▶ _TASK OBJECTIVE_: Copy the following listing exactly as it stands, every line in order.

▼

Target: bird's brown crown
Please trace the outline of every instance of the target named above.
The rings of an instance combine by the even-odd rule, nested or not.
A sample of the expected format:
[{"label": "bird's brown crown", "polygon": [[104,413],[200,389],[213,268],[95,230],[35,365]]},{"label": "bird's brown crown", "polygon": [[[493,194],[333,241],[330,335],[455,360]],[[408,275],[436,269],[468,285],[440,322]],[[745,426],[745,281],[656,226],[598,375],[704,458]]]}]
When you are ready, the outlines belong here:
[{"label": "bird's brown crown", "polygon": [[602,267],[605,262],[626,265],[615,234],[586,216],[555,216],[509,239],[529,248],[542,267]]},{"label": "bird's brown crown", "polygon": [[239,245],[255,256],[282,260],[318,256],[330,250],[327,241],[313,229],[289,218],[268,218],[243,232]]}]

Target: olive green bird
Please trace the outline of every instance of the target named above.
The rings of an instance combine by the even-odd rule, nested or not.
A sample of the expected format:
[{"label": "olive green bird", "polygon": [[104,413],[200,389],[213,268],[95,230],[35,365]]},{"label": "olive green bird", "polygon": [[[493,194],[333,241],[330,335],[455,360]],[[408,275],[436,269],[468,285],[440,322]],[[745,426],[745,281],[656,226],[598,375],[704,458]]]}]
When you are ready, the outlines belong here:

▲

▶ _EXPECTED ANSWER_:
Target: bird's brown crown
Please trace the outline of every instance of the target named above.
The rings of an instance combine by the even-odd rule, nested or not.
A sample of the expected format:
[{"label": "bird's brown crown", "polygon": [[104,413],[200,389],[213,268],[95,230],[35,365]]},{"label": "bird's brown crown", "polygon": [[[493,194],[333,241],[330,335],[455,360]],[[408,275],[436,269],[468,285],[440,322]],[[745,426],[745,281],[656,226],[598,375],[704,458]]]}]
When you are ready, the outlines belong here:
[{"label": "bird's brown crown", "polygon": [[602,267],[605,262],[626,265],[615,234],[586,216],[555,216],[509,239],[529,248],[542,267]]},{"label": "bird's brown crown", "polygon": [[239,245],[255,256],[282,260],[318,256],[330,250],[327,241],[313,229],[289,218],[268,218],[243,232]]}]

Target: olive green bird
Please trace the outline of every instance of the target named above.
The rings of an instance combine by the even-odd rule, nested or not.
A sample of the expected format:
[{"label": "olive green bird", "polygon": [[104,413],[200,389],[213,268],[95,230],[35,365]]},{"label": "olive green bird", "polygon": [[[493,194],[333,241],[330,335],[455,360]],[[408,275],[436,269],[468,285],[440,322]],[[745,426],[745,281],[656,226],[598,375],[704,458]]]}]
When you are ready, the outlines belong here:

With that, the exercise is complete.